(Dataset entries)
------------------------------------------------------------

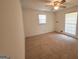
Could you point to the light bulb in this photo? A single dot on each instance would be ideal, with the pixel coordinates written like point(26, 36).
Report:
point(56, 7)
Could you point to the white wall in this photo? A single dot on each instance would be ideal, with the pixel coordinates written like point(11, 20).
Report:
point(31, 22)
point(60, 18)
point(12, 41)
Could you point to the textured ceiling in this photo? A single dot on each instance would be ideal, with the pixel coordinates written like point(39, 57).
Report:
point(41, 4)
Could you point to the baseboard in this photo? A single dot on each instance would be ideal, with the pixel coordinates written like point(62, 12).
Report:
point(67, 34)
point(38, 35)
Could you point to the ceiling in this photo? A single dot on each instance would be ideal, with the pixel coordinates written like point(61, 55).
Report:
point(41, 4)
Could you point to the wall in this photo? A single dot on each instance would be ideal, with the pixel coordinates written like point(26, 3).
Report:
point(12, 41)
point(31, 22)
point(60, 18)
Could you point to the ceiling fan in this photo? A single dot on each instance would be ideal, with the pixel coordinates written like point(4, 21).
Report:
point(56, 4)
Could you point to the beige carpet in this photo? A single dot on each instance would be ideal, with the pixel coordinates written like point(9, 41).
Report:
point(51, 46)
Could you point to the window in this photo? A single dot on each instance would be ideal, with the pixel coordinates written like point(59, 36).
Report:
point(42, 19)
point(70, 22)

------------------------------------------------------------

### ASSIGNED TASK
Please copy each line of the records above in which the word "ceiling" can be found.

### RESULT
Could you point to the textured ceiling in this photo? A single dot on each instance would be ideal, with the pixel coordinates written like point(39, 57).
Could you point to the ceiling in this photo? A single dot on each instance would be ideal, with the pixel coordinates written like point(61, 55).
Could you point to the ceiling fan in this photo? A single dot on each instance would be ideal, with the pixel coordinates written like point(4, 21).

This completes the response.